> [PROBLEM REQUIREMENTS]: Report how many lines in the listing below contain the string "scarf", treating uppercase and lowercase letters as different. Give only the number.

> [RECORD LIST]:
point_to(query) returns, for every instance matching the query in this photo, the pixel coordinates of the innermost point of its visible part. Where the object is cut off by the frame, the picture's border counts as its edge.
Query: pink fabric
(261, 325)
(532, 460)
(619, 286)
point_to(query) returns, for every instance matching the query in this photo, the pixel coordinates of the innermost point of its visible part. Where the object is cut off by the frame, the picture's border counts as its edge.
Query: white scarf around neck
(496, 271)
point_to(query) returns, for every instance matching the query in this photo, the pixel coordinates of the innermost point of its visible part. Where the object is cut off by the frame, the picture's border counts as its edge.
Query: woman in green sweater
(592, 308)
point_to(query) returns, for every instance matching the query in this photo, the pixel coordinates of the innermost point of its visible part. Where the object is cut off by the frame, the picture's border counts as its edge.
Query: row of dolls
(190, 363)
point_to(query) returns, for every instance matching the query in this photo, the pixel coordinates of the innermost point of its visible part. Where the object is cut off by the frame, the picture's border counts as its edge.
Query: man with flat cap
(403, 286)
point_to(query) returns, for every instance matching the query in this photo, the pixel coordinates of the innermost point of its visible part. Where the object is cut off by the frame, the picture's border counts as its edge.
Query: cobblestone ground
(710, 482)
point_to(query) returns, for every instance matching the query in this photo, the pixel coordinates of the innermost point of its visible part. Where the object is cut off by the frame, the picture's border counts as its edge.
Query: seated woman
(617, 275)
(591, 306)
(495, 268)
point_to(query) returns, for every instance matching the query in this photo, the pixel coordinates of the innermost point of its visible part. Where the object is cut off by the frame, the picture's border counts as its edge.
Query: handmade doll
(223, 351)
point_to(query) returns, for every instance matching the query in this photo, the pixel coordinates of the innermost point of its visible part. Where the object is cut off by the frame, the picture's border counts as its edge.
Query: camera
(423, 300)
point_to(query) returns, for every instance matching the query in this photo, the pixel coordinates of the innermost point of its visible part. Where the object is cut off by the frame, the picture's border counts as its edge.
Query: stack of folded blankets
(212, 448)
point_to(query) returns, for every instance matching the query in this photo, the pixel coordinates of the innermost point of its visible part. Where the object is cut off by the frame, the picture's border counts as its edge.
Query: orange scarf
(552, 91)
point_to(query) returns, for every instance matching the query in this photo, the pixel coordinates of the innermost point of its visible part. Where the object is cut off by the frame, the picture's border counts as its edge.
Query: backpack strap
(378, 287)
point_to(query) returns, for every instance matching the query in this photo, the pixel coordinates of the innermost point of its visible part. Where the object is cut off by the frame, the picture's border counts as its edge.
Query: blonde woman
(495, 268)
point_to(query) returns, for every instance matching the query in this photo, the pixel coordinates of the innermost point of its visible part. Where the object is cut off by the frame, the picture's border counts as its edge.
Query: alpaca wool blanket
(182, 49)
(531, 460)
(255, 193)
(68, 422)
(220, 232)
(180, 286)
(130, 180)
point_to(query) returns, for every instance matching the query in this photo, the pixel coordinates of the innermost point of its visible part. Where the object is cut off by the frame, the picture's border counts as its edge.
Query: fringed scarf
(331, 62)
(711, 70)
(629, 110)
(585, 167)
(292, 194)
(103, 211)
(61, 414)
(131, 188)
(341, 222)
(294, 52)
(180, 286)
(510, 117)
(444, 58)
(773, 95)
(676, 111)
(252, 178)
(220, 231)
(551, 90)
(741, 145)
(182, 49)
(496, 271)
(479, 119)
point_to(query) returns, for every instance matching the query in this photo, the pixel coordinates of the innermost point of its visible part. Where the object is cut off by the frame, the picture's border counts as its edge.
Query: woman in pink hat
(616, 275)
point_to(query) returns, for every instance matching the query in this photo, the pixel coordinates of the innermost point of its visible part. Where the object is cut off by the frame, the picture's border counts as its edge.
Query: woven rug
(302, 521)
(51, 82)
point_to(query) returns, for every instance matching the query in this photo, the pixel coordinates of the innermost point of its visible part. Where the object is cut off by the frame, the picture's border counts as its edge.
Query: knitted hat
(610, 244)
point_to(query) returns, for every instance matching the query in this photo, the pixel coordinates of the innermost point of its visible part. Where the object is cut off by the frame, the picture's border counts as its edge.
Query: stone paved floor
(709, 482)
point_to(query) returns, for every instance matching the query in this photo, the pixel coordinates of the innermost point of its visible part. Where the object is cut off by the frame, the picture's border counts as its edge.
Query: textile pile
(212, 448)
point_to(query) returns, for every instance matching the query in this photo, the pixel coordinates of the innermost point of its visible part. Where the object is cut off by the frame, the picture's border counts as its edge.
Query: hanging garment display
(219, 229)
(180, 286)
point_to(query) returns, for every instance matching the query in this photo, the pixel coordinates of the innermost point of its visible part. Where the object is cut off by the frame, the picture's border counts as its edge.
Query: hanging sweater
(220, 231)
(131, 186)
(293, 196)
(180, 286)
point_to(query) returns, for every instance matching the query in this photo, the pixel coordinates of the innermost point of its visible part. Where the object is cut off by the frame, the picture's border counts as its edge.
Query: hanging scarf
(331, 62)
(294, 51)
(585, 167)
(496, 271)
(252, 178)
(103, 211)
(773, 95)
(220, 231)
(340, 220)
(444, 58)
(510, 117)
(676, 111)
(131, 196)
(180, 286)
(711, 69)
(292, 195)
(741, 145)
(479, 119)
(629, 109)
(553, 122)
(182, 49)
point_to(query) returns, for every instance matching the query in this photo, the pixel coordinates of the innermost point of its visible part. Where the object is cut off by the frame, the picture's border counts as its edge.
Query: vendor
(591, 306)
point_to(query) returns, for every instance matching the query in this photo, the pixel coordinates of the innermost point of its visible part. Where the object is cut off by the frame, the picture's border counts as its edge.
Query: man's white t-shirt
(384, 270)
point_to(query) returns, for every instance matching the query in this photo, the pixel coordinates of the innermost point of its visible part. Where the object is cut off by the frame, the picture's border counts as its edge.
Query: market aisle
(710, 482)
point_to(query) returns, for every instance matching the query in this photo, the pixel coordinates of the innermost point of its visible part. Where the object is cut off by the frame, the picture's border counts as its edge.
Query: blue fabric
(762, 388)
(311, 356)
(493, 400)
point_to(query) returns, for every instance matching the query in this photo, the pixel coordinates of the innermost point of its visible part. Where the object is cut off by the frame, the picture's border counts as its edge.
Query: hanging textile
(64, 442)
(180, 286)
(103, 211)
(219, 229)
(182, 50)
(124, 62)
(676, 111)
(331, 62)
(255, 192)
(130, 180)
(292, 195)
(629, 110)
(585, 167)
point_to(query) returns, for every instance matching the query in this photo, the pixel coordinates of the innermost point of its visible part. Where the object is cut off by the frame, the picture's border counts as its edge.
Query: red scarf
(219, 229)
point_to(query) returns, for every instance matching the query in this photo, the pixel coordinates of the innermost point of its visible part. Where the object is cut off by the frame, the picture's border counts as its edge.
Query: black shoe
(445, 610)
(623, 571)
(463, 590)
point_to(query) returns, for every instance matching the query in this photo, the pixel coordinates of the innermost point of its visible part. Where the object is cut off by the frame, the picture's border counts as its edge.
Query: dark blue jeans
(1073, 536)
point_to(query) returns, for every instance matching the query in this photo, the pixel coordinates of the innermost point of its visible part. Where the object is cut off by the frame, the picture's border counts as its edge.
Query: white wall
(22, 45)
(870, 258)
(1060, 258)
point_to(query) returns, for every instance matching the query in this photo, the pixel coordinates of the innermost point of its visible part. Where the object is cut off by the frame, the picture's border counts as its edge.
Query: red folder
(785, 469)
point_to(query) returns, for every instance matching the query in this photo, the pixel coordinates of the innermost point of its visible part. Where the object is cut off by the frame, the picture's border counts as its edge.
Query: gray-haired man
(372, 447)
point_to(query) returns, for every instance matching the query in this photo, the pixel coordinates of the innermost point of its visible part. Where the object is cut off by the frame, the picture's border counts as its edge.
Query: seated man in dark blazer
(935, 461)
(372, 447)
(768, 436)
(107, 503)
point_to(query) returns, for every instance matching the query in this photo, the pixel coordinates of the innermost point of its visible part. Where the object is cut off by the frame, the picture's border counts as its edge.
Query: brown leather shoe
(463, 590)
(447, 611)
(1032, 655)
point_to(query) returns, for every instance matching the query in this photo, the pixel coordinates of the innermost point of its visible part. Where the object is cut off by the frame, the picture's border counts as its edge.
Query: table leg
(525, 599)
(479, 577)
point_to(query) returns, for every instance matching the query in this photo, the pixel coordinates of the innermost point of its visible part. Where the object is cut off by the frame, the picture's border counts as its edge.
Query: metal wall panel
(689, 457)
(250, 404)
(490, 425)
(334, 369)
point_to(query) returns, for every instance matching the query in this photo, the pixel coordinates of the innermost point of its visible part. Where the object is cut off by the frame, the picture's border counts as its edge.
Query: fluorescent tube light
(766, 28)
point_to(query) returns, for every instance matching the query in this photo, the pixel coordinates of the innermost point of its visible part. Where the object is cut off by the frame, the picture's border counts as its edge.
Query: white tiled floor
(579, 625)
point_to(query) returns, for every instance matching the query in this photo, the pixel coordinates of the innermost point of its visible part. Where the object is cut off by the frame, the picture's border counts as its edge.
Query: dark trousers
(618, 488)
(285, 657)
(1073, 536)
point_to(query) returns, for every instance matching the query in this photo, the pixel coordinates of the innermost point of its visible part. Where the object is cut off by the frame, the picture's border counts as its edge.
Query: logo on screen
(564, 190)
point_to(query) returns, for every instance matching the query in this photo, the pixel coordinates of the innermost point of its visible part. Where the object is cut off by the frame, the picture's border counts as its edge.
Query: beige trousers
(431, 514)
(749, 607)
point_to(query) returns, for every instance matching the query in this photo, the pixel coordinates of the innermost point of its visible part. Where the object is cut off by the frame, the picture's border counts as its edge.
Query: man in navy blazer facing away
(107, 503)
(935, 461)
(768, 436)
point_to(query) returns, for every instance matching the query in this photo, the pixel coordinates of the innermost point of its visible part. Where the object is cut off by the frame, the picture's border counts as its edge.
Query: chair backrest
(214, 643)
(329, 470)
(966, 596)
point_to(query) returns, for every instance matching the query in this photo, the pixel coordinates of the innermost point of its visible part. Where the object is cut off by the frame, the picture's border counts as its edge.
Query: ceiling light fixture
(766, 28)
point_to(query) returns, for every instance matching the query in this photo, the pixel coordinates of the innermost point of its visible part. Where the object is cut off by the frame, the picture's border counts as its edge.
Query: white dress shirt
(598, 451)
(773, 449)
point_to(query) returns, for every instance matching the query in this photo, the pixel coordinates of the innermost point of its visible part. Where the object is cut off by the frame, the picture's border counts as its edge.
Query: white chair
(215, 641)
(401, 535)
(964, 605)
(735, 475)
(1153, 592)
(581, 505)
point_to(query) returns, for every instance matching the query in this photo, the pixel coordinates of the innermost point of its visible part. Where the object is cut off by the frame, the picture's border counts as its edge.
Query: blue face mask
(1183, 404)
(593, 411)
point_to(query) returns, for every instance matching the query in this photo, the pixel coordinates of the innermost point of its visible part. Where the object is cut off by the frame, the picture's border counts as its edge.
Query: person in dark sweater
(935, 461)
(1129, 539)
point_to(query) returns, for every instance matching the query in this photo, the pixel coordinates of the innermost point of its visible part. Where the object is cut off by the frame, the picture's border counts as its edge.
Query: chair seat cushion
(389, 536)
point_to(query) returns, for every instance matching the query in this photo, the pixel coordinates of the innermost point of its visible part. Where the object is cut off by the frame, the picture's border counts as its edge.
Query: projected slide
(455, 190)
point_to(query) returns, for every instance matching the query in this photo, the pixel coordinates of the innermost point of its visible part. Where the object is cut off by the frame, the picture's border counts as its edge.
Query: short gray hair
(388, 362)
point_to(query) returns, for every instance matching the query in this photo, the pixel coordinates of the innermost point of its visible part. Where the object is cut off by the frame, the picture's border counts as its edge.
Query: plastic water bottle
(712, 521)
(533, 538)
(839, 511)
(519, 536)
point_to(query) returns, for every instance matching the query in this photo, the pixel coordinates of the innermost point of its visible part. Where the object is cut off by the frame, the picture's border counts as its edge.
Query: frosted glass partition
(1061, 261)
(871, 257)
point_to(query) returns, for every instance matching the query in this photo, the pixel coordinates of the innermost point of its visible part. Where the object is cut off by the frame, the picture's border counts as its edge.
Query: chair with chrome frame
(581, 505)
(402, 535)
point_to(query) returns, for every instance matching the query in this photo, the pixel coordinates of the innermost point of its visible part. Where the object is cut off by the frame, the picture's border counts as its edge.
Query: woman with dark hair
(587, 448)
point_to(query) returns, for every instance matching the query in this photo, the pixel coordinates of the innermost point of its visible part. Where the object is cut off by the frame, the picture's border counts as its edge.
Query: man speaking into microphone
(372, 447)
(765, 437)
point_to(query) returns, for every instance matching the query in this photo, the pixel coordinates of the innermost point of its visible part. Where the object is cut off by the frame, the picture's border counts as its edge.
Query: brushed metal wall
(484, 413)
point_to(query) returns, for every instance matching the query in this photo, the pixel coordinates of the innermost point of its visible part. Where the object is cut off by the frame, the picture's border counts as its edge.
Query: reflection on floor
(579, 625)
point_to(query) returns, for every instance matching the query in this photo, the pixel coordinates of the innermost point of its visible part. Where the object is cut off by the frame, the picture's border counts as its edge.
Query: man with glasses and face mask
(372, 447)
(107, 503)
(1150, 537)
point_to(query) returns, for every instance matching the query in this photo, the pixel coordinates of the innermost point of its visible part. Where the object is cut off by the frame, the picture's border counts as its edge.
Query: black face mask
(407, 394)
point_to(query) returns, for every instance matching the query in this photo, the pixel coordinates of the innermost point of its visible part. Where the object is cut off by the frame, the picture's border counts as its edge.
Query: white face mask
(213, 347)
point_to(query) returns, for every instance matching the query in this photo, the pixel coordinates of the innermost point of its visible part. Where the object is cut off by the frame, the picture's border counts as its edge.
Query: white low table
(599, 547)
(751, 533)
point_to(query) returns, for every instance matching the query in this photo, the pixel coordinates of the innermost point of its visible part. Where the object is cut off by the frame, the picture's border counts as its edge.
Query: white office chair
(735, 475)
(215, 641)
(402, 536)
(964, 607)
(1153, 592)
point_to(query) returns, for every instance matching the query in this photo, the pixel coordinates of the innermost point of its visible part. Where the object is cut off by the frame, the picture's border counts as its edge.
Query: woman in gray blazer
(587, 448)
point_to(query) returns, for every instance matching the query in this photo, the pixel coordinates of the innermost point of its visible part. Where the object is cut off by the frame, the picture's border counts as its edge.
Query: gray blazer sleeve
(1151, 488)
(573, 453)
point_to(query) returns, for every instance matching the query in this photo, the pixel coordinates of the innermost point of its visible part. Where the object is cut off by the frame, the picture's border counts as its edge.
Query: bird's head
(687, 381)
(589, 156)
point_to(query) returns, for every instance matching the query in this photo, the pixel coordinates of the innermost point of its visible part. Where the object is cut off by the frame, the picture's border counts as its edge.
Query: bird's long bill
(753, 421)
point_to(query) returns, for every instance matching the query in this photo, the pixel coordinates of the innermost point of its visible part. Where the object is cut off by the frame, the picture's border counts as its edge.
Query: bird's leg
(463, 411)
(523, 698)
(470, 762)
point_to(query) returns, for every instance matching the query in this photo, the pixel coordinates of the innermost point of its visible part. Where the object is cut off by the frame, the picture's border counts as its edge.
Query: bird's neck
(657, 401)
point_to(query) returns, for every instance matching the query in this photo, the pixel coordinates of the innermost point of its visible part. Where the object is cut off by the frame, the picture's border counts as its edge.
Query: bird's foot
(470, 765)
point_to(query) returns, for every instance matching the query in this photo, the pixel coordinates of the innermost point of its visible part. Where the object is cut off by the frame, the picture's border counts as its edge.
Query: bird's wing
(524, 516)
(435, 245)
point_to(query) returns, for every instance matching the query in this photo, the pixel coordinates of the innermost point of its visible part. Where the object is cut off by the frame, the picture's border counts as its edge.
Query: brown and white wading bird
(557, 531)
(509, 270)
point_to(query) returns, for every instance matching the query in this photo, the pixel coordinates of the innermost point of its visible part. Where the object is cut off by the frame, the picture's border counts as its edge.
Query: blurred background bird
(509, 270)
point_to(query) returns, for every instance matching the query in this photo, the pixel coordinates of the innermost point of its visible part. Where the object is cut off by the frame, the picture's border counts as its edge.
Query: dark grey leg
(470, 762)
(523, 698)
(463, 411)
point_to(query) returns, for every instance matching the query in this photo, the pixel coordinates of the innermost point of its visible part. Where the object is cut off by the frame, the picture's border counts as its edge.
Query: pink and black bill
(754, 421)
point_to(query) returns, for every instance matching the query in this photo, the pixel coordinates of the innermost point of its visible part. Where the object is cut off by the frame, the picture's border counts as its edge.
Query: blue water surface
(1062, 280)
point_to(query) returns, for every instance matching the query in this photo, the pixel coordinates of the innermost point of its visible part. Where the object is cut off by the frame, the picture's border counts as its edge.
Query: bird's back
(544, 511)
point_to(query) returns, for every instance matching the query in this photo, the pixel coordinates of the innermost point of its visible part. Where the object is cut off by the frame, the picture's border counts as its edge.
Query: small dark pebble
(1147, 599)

> [FINISHED ANSWER]: 5